Page excerpt:
####################

EUROSLA - the European Second Language Association


The Clarion online

Issue 9, 2012

Editor Christina Lindqvist





Instruments for Research into Second Languages (IRIS): A free digital repository

by Emma Marsden & Alison Mackey 

IRIS (Instruments for Research Into Second Languages) is a free, online repository of materials that have been used to collect data for research into second language education. The IRIS database makes data collection instruments easily accessible. IRIS has been live since August 2012. To date (October 2012), over 100 instruments have been contributed to IRIS (with many more pledged), there have been over 600 downloads (from established and novice researchers), and the site has had over 2500 visits in the last three months. This high usage is likely to increase the visibility of the research studies that are associated with instruments that are held on IRIS. 

CONTENT. The IRIS repository contains instruments  from researchers in a wide range of countries, original publishers, funders, or journals/books, though these characteristics can be tagged and are searchable. All materials on IRIS have been used at least once to collect data for a peer-reviewed published study or an approved Ph.D. dissertation. The repository holds instruments from a rich and diverse range of research areas, theoretical and methodological perspectives. Each instrument is searchable and tagged with numerous descriptors along a variety of parameters (e.g. author, research area, linguistic feature, age of participant, L1, L2), and there is an intuitive, user-friendly interface for finding instruments. Examples of materials held on IRIS include: interview questions; observation schedules; motivation and attitude questionnaires; experimental teaching tasks; information gap tasks; sound files to elicit perception or comprehension; video and picture files for targeting specific linguistic structures; working memory capacity tests; language tests for different languages, skills and types of knowledge, including grammaticality judgement tests, gap fills, picture matching, or stimuli for narratives.  This is not an exhaustive list! The IRIS team can pursue intellectual property permission or copyright requests on behalf of contributors, and can digitise paper or analogue materials. Please email with any such requests.

####################

To-do list:
[1] In the article on the IRIS repository, what must every material on IRIS have been used for at least once?
[2] Carry on the article about the IRIS repository from its final sentence.

####################

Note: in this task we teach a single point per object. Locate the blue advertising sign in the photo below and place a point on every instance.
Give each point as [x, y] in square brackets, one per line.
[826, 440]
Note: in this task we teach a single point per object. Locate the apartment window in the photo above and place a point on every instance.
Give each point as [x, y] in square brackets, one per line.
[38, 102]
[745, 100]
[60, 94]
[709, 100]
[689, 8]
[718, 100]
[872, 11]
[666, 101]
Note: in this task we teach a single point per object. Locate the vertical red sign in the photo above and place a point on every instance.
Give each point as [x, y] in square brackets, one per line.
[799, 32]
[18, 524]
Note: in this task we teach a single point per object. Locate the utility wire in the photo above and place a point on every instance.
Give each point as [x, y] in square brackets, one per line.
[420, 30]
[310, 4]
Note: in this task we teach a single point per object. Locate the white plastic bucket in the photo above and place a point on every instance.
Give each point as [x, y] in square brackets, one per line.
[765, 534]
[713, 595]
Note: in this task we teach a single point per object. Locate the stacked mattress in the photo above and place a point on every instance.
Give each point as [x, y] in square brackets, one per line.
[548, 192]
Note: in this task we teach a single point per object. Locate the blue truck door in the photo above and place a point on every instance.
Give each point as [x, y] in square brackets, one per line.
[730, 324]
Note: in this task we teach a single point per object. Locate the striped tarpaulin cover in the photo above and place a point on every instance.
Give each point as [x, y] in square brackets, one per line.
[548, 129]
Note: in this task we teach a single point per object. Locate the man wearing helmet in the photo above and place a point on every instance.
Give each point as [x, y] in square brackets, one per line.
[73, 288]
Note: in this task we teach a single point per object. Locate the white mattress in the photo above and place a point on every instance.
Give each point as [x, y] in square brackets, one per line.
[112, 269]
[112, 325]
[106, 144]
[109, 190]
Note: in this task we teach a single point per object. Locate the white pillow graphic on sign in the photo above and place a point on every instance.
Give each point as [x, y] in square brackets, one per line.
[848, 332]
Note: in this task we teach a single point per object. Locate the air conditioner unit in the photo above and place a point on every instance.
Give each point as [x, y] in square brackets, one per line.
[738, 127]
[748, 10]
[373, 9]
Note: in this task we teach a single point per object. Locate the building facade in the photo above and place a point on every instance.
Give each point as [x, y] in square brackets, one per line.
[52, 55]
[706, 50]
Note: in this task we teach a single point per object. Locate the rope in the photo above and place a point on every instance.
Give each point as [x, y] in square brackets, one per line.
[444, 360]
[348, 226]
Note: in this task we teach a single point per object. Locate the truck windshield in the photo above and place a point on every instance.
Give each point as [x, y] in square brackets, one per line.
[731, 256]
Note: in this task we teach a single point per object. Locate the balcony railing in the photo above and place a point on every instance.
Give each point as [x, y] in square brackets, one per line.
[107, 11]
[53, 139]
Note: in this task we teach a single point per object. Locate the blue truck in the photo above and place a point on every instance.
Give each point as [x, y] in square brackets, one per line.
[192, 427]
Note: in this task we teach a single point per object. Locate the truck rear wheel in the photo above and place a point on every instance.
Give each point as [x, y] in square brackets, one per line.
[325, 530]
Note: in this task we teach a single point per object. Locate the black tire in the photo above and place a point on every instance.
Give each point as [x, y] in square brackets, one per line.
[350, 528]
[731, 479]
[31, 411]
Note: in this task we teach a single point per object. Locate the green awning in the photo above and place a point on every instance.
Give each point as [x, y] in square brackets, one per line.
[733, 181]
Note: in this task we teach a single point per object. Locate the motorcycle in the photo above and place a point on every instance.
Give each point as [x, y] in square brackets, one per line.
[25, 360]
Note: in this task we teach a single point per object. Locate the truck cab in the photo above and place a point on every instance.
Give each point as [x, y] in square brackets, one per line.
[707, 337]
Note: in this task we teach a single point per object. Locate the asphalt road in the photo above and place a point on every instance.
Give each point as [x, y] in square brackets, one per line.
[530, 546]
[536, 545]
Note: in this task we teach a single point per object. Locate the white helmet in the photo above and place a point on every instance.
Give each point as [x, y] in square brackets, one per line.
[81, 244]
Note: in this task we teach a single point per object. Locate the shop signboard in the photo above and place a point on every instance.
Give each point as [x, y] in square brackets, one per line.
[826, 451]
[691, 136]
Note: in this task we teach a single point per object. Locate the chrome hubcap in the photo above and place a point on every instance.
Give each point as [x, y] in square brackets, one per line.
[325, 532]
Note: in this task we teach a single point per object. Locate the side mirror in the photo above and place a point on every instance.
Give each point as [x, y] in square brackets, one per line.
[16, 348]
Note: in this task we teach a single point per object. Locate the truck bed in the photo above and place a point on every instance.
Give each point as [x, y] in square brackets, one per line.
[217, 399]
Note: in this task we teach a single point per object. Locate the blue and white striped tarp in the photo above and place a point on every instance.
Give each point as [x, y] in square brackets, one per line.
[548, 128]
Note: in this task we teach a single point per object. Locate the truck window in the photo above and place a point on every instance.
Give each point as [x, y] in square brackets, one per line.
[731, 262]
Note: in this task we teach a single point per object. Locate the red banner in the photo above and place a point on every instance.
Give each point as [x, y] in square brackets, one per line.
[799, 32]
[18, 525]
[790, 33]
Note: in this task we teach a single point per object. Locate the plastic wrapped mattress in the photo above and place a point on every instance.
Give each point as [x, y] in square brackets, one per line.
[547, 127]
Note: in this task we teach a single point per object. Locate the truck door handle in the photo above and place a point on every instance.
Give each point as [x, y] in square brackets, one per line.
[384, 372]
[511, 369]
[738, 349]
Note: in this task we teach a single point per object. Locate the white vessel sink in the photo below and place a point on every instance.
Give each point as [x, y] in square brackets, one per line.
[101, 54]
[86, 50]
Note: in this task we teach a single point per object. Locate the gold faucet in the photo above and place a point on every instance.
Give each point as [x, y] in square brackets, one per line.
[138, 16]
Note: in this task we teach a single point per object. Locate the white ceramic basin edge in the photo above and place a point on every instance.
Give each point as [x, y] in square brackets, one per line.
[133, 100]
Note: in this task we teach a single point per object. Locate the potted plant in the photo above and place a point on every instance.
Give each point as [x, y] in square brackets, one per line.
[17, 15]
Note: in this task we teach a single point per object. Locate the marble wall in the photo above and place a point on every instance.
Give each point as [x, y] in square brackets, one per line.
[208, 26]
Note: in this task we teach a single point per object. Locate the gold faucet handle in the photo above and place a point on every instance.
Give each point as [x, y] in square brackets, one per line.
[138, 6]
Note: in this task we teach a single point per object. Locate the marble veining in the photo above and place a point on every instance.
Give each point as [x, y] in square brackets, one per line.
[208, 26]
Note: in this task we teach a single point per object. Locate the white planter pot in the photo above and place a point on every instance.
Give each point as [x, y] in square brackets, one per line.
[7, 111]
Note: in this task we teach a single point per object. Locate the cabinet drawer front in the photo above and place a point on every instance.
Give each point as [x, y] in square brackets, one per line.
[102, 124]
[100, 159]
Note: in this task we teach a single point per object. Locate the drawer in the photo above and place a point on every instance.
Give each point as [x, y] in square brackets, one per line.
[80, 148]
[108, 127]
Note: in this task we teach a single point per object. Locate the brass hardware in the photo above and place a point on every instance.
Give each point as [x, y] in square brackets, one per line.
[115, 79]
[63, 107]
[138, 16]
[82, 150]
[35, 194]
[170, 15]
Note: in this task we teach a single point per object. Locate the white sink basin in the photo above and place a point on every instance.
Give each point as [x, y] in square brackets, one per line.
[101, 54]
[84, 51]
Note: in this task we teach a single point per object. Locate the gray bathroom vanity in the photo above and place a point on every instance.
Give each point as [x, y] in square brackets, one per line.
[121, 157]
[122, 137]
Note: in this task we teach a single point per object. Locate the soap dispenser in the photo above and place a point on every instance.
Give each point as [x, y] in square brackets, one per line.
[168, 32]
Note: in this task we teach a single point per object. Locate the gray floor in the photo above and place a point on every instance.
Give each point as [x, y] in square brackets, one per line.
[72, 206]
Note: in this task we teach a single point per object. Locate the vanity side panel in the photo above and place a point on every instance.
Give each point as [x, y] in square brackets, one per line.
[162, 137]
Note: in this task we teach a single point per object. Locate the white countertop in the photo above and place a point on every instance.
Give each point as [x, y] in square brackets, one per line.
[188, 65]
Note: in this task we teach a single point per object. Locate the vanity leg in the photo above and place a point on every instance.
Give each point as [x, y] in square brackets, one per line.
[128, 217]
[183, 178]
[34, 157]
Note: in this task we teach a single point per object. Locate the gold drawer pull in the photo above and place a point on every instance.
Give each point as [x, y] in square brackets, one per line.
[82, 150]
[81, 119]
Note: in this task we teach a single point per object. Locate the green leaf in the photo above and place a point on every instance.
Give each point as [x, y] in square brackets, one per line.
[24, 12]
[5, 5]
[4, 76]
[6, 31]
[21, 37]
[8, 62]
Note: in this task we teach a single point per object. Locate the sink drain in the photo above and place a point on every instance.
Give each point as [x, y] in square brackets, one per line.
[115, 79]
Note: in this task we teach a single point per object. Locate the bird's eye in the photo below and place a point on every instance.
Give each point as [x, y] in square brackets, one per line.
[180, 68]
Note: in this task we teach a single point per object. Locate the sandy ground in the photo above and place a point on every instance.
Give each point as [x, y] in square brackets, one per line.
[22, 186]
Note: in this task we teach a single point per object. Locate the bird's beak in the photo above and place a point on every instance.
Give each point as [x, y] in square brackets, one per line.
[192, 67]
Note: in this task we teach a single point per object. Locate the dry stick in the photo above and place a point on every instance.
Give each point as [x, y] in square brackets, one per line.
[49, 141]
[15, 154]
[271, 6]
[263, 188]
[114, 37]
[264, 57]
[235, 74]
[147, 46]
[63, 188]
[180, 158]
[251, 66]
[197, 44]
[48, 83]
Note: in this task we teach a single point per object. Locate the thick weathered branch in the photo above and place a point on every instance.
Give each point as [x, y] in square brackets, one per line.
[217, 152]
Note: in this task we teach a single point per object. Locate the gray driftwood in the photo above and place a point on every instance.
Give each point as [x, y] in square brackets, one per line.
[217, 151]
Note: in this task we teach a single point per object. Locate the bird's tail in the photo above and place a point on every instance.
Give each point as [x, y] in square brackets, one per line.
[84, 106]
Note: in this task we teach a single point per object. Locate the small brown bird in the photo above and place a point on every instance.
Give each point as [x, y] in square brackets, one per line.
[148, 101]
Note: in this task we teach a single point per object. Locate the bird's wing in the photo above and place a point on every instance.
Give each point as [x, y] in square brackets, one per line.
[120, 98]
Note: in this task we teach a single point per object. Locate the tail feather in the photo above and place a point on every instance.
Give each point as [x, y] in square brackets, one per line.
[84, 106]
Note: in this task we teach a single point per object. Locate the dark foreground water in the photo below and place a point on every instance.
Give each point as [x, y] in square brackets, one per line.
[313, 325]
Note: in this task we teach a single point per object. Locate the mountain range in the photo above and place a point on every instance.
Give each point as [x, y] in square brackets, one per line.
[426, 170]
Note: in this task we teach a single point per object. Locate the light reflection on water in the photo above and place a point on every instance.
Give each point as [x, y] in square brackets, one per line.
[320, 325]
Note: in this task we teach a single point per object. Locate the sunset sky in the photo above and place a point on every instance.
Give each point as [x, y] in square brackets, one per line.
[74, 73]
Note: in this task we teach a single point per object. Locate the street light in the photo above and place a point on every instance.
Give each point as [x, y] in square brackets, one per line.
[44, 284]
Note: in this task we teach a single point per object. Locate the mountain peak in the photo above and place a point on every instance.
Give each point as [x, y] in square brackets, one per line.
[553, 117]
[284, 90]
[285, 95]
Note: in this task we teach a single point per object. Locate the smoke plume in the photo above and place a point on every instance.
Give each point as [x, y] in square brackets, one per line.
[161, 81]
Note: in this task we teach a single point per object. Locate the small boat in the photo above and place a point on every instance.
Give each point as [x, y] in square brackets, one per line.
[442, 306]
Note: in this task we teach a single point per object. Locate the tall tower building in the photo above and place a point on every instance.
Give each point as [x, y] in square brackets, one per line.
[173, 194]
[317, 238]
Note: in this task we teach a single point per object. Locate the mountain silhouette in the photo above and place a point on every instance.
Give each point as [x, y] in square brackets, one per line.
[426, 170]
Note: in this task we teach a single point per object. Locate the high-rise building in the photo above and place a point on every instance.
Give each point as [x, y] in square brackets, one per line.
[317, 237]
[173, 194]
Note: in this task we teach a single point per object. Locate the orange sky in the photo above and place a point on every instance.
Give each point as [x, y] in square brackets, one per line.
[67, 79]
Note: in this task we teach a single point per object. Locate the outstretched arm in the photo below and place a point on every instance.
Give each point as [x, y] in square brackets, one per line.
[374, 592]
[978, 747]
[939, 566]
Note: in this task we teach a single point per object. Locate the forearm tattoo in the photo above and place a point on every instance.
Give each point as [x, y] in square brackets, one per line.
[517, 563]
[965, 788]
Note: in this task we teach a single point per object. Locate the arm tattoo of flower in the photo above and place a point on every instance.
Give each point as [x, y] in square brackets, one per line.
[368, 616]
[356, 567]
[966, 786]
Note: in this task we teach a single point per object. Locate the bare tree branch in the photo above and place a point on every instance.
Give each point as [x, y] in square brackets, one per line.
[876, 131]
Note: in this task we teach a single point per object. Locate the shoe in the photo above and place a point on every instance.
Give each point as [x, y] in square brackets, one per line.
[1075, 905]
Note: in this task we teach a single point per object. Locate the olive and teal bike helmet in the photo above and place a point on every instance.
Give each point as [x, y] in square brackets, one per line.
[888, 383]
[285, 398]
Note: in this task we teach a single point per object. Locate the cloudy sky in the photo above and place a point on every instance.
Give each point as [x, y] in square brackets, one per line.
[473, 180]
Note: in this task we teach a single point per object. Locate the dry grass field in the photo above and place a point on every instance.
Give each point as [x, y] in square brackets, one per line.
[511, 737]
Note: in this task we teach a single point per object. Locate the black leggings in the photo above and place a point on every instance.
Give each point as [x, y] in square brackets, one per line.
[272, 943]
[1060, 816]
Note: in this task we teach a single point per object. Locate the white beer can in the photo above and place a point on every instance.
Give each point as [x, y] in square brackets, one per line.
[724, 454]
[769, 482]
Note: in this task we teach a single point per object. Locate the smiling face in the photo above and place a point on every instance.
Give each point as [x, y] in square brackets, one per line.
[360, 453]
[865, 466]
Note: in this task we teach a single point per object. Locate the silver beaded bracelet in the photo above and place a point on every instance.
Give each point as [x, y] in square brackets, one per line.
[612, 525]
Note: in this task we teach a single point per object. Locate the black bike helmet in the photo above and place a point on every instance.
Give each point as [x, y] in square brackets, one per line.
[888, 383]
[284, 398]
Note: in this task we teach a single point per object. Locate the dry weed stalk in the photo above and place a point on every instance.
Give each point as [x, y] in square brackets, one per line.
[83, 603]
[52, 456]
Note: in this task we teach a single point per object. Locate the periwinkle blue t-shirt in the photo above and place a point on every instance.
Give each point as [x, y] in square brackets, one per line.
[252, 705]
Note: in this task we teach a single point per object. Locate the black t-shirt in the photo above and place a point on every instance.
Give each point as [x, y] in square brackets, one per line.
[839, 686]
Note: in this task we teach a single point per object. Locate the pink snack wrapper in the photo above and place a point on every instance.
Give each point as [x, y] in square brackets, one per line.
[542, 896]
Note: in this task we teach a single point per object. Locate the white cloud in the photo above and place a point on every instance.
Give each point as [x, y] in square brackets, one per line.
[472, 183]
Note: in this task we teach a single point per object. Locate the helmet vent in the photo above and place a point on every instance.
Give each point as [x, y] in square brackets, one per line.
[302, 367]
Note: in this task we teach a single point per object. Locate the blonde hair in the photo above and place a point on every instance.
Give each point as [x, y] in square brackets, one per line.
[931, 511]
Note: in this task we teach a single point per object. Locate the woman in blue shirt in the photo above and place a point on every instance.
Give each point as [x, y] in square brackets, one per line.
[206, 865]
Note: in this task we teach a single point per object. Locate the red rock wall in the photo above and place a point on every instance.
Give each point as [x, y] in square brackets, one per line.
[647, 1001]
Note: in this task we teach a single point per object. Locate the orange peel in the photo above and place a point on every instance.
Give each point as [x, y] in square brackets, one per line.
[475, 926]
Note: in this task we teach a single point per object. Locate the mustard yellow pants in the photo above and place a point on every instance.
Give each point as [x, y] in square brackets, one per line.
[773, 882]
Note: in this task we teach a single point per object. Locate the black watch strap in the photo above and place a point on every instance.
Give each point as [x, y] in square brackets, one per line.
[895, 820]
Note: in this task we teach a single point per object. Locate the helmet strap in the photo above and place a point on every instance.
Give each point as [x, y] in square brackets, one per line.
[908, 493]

####################

Exercise results:
[1] Collecting data for a peer-reviewed published study or an approved Ph.D. dissertation.

[2]
UPLOADING.Contributing an instrument to IRIS takes between 10 and 20 minutes (depending on how many fields you choose to fill out - there are only eight obligatory fields). One instrument can consist of any number of related files, of any type. Once an instrument has been uploaded by one author, other instruments can be submitted very quickly by changing just the relevant details. Contributors can also log in to amend their information or instruments at any time. Interaction between contributor and downloader can be selected (or de-selected). For example, contributors can choose to be alerted whenever their instrument is downloaded by another researcher, and can choose to have any comments sent back to them directly or posted on line (or request none at all!).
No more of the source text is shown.